TO DO ::
State how many lines in the records hold the word "blade", giving the number and no other text.

===== DATA LISTING =====

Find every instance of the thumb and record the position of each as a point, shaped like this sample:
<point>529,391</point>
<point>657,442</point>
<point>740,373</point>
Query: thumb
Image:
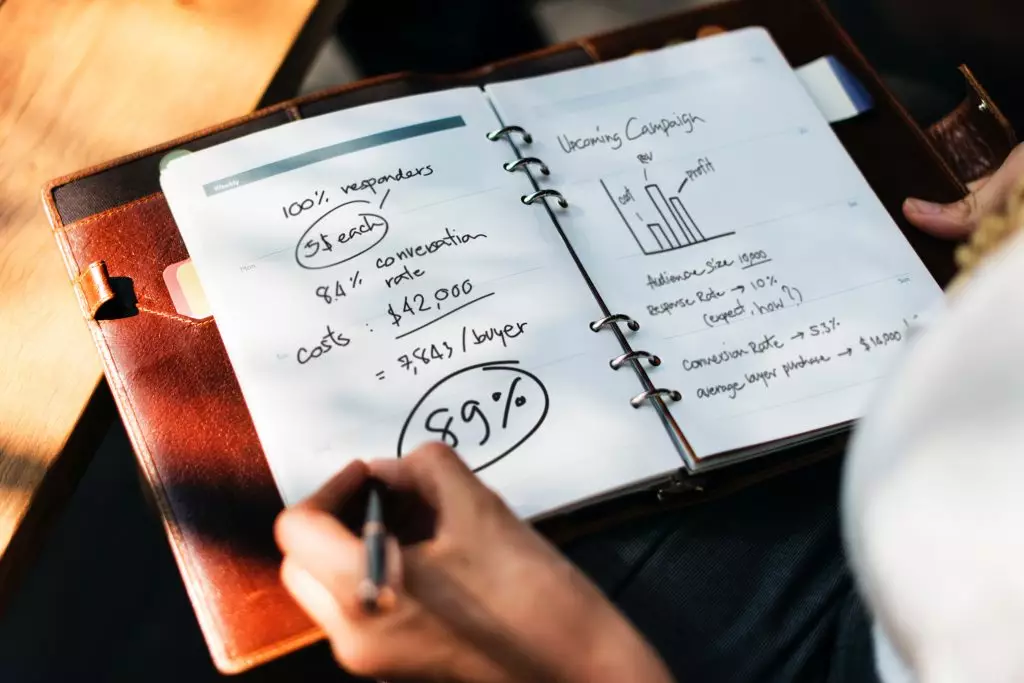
<point>956,220</point>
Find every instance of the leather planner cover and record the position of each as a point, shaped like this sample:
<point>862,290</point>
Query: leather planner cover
<point>180,401</point>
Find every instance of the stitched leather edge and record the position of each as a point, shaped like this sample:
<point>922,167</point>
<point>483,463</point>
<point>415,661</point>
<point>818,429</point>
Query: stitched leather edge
<point>890,97</point>
<point>112,212</point>
<point>993,109</point>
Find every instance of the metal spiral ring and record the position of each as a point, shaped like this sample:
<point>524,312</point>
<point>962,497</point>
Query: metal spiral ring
<point>513,166</point>
<point>541,194</point>
<point>626,357</point>
<point>597,326</point>
<point>507,131</point>
<point>638,400</point>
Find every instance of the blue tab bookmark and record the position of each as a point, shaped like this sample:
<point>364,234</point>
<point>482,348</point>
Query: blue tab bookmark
<point>837,92</point>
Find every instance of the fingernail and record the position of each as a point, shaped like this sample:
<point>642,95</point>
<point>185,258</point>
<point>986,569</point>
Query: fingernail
<point>921,206</point>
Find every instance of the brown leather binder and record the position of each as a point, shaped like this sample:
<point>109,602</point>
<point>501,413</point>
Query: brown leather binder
<point>181,403</point>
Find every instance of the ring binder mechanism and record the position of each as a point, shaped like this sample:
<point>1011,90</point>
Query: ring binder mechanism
<point>609,321</point>
<point>541,194</point>
<point>621,360</point>
<point>506,131</point>
<point>513,166</point>
<point>597,326</point>
<point>638,400</point>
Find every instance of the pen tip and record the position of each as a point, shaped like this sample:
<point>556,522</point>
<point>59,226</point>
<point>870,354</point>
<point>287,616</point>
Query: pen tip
<point>375,511</point>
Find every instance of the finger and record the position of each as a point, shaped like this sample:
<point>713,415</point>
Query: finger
<point>433,471</point>
<point>318,544</point>
<point>958,219</point>
<point>313,597</point>
<point>975,185</point>
<point>332,496</point>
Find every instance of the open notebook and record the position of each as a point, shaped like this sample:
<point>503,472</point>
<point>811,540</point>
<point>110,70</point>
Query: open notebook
<point>720,283</point>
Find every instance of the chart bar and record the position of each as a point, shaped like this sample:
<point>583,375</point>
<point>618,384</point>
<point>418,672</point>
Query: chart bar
<point>681,211</point>
<point>655,228</point>
<point>657,199</point>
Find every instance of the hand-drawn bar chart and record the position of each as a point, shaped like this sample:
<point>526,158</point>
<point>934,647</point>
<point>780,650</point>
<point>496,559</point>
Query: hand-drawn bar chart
<point>667,224</point>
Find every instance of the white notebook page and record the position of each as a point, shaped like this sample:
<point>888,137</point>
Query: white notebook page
<point>364,265</point>
<point>711,201</point>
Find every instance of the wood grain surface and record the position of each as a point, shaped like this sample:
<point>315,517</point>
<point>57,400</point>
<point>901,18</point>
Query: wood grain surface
<point>81,82</point>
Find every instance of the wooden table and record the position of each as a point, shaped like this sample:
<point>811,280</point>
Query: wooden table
<point>82,82</point>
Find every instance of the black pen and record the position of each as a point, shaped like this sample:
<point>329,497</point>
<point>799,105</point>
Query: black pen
<point>374,538</point>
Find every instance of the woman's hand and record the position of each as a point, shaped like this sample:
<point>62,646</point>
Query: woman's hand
<point>957,220</point>
<point>484,599</point>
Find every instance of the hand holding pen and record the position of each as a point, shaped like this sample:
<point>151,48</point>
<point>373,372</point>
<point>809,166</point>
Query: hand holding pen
<point>463,590</point>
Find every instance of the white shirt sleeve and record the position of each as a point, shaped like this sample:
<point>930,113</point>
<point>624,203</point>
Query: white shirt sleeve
<point>933,500</point>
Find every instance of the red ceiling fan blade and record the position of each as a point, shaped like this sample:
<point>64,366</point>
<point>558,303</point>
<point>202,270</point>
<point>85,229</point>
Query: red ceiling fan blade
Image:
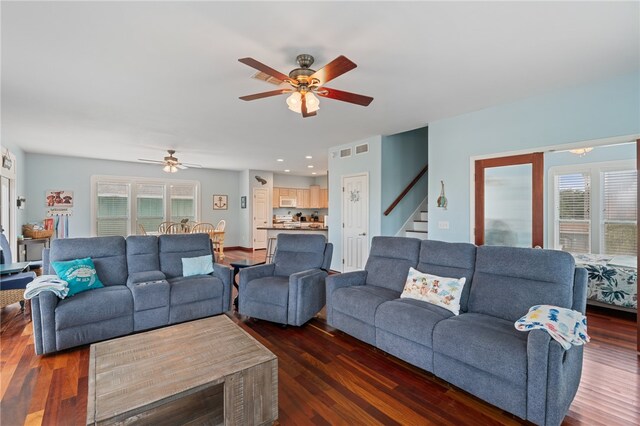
<point>333,69</point>
<point>340,95</point>
<point>265,94</point>
<point>265,69</point>
<point>303,108</point>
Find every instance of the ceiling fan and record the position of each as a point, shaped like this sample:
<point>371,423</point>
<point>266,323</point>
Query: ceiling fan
<point>171,163</point>
<point>304,82</point>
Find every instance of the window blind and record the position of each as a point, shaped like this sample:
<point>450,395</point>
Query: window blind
<point>573,232</point>
<point>619,213</point>
<point>112,209</point>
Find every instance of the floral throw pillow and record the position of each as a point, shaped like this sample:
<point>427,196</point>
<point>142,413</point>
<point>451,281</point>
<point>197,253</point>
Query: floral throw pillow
<point>441,291</point>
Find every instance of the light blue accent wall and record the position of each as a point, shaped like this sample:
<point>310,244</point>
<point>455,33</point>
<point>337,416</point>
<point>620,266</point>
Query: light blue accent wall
<point>403,156</point>
<point>598,155</point>
<point>595,111</point>
<point>21,175</point>
<point>338,167</point>
<point>46,172</point>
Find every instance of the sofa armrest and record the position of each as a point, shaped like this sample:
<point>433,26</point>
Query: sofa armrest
<point>43,313</point>
<point>553,378</point>
<point>334,282</point>
<point>225,274</point>
<point>307,295</point>
<point>144,277</point>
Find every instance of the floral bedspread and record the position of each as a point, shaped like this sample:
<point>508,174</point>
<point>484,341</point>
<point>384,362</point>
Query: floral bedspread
<point>611,281</point>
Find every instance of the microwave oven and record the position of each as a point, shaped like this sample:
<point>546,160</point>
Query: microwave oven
<point>287,202</point>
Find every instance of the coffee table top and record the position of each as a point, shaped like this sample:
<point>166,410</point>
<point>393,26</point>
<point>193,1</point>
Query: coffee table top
<point>245,263</point>
<point>146,369</point>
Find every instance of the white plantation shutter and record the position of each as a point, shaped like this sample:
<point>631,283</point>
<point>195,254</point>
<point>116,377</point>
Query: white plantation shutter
<point>112,209</point>
<point>183,202</point>
<point>150,205</point>
<point>619,214</point>
<point>573,201</point>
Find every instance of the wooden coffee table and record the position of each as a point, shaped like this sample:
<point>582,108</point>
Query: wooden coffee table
<point>208,371</point>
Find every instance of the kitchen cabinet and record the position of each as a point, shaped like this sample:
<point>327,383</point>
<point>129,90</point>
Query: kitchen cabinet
<point>324,198</point>
<point>314,196</point>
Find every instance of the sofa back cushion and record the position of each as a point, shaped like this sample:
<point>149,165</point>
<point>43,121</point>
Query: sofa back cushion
<point>107,253</point>
<point>174,247</point>
<point>454,260</point>
<point>389,261</point>
<point>509,280</point>
<point>298,252</point>
<point>142,253</point>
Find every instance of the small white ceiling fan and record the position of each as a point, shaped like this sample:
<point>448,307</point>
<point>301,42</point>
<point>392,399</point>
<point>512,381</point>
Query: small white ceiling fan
<point>171,163</point>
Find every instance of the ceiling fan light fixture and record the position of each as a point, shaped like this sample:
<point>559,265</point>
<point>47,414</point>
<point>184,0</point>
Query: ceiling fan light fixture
<point>294,101</point>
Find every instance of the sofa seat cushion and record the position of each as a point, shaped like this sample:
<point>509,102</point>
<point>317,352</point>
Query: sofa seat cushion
<point>92,306</point>
<point>195,288</point>
<point>273,290</point>
<point>411,319</point>
<point>487,343</point>
<point>362,301</point>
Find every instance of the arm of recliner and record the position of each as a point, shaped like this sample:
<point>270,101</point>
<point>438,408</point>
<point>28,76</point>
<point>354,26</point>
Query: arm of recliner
<point>225,274</point>
<point>43,313</point>
<point>307,295</point>
<point>553,378</point>
<point>334,282</point>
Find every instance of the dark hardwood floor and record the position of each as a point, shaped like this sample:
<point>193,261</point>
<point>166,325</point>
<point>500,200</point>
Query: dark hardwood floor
<point>328,378</point>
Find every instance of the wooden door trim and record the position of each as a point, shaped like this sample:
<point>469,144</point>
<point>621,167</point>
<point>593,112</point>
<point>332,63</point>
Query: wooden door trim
<point>536,160</point>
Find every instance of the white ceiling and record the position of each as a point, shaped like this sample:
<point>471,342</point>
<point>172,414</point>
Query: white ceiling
<point>125,80</point>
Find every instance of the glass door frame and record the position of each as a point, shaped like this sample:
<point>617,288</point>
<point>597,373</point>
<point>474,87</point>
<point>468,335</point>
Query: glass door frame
<point>536,160</point>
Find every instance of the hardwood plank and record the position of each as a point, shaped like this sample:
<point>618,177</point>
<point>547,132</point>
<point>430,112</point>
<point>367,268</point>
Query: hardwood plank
<point>328,377</point>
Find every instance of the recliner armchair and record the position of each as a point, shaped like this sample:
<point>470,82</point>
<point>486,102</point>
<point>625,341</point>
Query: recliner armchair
<point>291,290</point>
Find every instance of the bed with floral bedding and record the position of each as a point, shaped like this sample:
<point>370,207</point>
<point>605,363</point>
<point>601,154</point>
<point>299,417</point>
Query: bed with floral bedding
<point>612,280</point>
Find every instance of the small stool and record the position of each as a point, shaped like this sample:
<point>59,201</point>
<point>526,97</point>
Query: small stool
<point>271,249</point>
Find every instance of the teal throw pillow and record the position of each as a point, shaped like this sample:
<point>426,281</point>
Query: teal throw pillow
<point>202,265</point>
<point>80,274</point>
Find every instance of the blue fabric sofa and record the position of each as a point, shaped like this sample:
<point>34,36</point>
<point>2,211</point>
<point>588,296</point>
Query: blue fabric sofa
<point>143,288</point>
<point>525,373</point>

=====

RESPONSE BOX ::
2